> _What to do_
Please pull every line of text from the entries below and reproduce each one word for word, leaving the pictures out of your answer.

* Begin Dataset content *

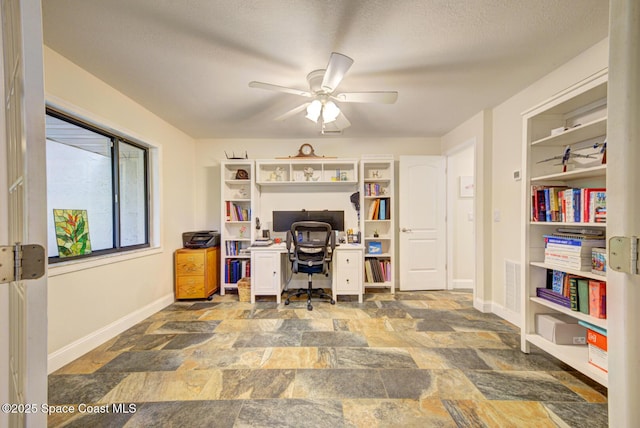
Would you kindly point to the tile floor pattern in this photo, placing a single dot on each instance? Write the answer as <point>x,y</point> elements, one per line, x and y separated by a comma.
<point>420,359</point>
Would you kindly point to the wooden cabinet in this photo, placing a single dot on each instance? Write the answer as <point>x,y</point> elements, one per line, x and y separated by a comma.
<point>197,275</point>
<point>347,271</point>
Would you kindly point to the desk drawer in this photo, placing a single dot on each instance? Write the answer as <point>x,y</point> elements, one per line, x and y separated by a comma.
<point>191,263</point>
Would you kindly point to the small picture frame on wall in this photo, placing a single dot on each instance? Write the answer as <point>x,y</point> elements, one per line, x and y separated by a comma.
<point>467,186</point>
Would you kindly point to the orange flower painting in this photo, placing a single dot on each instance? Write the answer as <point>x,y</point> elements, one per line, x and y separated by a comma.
<point>72,232</point>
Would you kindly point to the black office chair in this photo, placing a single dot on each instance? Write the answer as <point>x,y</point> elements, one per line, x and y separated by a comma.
<point>310,254</point>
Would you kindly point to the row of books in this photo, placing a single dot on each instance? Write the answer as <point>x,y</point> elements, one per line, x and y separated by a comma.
<point>380,209</point>
<point>374,189</point>
<point>235,248</point>
<point>377,270</point>
<point>597,343</point>
<point>235,270</point>
<point>569,205</point>
<point>235,212</point>
<point>577,293</point>
<point>572,251</point>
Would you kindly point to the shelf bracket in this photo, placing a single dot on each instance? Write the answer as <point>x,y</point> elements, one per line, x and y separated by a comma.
<point>623,254</point>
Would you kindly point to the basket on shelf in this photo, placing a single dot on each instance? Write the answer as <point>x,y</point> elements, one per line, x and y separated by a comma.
<point>244,289</point>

* End Dataset content *

> _Complete response_
Would you kindly point to the tile floor pattern in this photo, placing a single dot on each instance? Write the answer as <point>x,y</point> elements, one per line, x and y separated by a comma.
<point>420,359</point>
Would you kindly point to the wooden cabinet in this photo, placing a single dot on each instance? Write the answer as <point>x,y</point> elements, one per line, x and y separated by a comma.
<point>197,275</point>
<point>347,271</point>
Would you kindly point to the desk drawer in this photo, placing a single dot on each instance? Write the answer as <point>x,y</point> elements, one per line, x and y separated by a comma.
<point>191,263</point>
Would you kindly point to the small picture frame on wall in this photo, placing a single dot on each instance? Write the answer as <point>x,y</point> elements, one per line, x and y separated by a comma.
<point>467,186</point>
Would you kindly point to the orange flower painting in this photo, placing a single dot on each instance? Write the answer as <point>x,y</point> elements, one per line, x and y separated by a comma.
<point>72,232</point>
Would you kindly point to the black office chair in this photo, placing a single dot on each instance? Write the answer as <point>x,y</point> elements, one per line, x and y separated by a comma.
<point>310,254</point>
Would you kindly point to the row of books in this photo, placing a single dot on each instance? Write the answer as <point>x,y</point> elements, one per line, x and y separated by a comma.
<point>380,209</point>
<point>374,189</point>
<point>235,248</point>
<point>377,270</point>
<point>597,343</point>
<point>235,270</point>
<point>569,205</point>
<point>235,212</point>
<point>577,293</point>
<point>572,251</point>
Would you kindly point to the shelf bracket in this photo, placing a single dot on each instance? Write the answer as <point>x,y</point> elements, one per line, x and y separated by a comma.
<point>623,254</point>
Would you kindly point to the basket on shelf in this photo, placing a single dot on each instance? Write the answer as <point>x,y</point> elements, one per line, x and y separated by a comma.
<point>244,289</point>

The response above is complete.